* [To do]: Give back exactly the lines from the one containing "box in the photo above." through the end of the records, including both, and no others.

* [Given entries]:
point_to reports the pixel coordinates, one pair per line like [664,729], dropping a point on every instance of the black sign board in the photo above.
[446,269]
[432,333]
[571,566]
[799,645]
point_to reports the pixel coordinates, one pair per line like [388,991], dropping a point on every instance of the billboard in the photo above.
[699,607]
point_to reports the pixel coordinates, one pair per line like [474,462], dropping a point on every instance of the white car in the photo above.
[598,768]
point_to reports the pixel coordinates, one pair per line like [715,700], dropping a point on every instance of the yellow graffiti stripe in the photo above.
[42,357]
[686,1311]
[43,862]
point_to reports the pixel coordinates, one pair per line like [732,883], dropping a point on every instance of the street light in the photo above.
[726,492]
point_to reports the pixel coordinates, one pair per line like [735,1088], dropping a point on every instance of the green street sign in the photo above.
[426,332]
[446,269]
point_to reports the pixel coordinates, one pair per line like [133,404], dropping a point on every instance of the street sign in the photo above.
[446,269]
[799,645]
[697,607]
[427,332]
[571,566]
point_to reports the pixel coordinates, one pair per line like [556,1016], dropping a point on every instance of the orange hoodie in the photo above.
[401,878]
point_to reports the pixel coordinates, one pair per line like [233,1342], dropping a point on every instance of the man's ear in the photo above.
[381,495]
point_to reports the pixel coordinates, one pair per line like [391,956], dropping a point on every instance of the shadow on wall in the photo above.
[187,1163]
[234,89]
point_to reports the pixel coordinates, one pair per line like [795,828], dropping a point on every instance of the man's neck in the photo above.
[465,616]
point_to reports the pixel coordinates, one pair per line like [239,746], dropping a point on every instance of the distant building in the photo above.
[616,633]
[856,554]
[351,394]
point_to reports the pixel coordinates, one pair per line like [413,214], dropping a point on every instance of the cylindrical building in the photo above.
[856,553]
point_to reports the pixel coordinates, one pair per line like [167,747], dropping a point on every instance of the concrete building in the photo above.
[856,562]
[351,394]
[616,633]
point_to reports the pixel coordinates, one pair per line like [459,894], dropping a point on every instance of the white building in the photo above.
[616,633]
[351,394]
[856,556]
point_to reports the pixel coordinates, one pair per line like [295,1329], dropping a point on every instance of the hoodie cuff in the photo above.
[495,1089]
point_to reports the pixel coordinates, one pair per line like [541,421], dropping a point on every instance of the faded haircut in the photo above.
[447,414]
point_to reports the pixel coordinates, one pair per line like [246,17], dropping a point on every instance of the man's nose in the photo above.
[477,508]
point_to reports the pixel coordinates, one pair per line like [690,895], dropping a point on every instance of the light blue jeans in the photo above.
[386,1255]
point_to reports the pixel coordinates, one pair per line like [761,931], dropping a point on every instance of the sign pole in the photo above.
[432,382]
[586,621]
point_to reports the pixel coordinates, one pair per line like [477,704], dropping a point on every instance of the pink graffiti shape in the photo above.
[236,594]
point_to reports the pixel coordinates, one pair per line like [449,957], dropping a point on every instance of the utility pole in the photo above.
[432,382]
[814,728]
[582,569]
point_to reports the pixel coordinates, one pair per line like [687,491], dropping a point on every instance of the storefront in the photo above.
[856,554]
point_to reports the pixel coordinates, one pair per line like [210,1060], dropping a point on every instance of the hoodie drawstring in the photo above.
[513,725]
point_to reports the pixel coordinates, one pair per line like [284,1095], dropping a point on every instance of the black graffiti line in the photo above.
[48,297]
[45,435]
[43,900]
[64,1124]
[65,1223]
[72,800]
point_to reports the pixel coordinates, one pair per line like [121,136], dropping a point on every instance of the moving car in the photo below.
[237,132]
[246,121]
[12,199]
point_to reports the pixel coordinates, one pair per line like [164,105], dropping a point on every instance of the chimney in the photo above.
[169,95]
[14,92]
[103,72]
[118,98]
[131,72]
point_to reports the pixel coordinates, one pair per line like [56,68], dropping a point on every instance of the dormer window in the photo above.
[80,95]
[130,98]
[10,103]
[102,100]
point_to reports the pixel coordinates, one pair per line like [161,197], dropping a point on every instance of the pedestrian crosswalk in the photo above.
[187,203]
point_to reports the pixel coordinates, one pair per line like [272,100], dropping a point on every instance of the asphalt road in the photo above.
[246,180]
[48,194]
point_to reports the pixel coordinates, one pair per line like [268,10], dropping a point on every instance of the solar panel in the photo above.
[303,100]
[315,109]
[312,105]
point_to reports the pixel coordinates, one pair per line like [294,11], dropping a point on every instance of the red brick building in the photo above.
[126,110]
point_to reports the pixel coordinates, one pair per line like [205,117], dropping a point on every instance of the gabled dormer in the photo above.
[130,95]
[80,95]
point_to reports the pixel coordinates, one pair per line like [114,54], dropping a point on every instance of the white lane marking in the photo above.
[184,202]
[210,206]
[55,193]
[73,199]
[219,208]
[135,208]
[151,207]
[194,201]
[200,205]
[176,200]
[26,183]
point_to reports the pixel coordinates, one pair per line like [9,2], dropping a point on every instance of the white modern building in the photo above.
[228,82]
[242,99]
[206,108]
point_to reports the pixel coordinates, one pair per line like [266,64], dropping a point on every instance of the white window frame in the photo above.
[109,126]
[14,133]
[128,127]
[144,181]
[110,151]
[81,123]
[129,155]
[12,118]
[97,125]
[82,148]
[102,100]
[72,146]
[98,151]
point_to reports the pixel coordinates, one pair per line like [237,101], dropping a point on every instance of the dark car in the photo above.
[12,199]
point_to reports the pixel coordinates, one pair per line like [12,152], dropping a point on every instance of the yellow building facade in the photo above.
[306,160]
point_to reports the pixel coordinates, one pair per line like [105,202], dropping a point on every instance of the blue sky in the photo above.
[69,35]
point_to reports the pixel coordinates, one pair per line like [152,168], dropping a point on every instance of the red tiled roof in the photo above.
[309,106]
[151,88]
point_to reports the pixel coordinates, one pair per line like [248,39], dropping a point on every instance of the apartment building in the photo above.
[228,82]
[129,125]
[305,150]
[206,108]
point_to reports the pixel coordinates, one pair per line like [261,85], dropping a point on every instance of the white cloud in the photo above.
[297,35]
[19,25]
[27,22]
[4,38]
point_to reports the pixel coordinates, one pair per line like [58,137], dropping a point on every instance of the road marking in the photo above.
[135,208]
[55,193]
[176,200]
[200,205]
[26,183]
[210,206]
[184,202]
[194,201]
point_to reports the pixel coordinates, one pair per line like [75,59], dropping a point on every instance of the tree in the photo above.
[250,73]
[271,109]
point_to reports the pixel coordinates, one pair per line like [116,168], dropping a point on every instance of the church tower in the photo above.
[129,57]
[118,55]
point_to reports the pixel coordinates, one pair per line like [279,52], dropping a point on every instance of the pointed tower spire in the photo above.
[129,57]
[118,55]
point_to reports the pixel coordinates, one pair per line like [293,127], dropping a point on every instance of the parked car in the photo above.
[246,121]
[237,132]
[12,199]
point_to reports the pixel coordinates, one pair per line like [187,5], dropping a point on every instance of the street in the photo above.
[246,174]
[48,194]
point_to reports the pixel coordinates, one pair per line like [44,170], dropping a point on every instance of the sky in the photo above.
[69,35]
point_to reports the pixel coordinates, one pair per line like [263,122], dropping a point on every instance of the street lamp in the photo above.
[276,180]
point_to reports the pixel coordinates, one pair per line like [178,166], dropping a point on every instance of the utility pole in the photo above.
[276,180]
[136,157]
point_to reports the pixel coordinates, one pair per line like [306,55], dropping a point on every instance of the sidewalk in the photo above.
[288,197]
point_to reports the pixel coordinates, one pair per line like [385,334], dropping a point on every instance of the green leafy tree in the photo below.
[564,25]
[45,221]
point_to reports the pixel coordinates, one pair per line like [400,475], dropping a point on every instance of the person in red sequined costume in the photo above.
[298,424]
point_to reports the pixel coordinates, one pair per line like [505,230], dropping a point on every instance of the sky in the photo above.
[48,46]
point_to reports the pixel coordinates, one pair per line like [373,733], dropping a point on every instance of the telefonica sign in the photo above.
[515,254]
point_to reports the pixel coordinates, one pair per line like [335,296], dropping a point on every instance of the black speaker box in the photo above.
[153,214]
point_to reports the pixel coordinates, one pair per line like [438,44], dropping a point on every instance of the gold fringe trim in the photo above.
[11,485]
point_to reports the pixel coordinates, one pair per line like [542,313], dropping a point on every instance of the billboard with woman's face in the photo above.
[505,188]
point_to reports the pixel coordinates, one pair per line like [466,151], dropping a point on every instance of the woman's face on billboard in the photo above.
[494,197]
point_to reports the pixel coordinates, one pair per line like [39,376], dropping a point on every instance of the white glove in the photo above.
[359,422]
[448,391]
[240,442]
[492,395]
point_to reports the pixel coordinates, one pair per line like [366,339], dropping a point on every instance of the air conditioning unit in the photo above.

* [Exercise response]:
point_to reports the pixel coordinates, one pair per line like [335,296], dropping a point on every instance of the black speaker box in the photo above.
[153,214]
point_to reports the pixel coordinates, one pair per line like [438,44], dropping a point on every instance of the gold fringe trim in the photo above.
[11,485]
point_to reports the pixel coordinates, one pair per line like [542,313], dropping a point on every instance of the billboard with woman's face in the photo above.
[505,188]
point_to reports the pixel coordinates, one pair per line like [466,151], dropping a point on every instance of the woman's face on billboard in the photo above.
[494,197]
point_to reports the pixel coordinates, one pair per line like [39,376], dropping a point on every instance of the white glove in the photo above.
[359,422]
[448,391]
[240,442]
[492,395]
point_to reports the pixel coordinates, one pair per line like [366,339], dropping a point on every instance of the air conditioning unit in the photo above.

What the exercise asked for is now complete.